*Article*.

▼▼▼

Tuesday, January 19, 2010

Drivetrain losses: friction-based tension dependence

After reviewing data from Spicer, from Kyle and Berto, from d'Herripon and Verhoeven, all I get is a headache. So to heck with experimental data. It's always a mistake to let experimental data get in the way of a good theory. So I'm going to forge ahead, and pull the numbers I like from the experiments, and resort to a simple theoretical model for the effect of chain tension on drivetrain loss.

I'll start by trusting the pulley friction measurement data I used before, based on experimental data, sure, but experiments on a simpler system (a pulley on bearings) than on a more complex system (a full drivetrain):

Kd = 94 mJ/rev for Shimano Dura-Ace
Kd = 2.4 mJ/rev for CeramicSpeed pulleys

Data measured by Mark Kelly:

Kd = 37 mJ/rev (standard bearings)

▲▲▲

*Dataset section*.

▼▼▼

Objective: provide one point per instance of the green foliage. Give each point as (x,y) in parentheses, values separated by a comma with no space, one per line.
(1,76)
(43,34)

▲▲▲

*Task requirements*.
Rewrite the part of the drivetrain losses post that begins with "Tuesday, January 19, 2010" and ends after "on drivetrain loss.", swapping "headache" for "migraine".

*Solution for this problem*.
Tuesday, January 19, 2010

Drivetrain losses: friction-based tension dependence

After reviewing data from Spicer, from Kyle and Berto, from d'Herripon and Verhoeven, all I get is a migraine. So to heck with experimental data. It's always a mistake to let experimental data get in the way of a good theory. So I'm going to forge ahead, and pull the numbers I like from the experiments, and resort to a simple theoretical model for the effect of chain tension on drivetrain loss.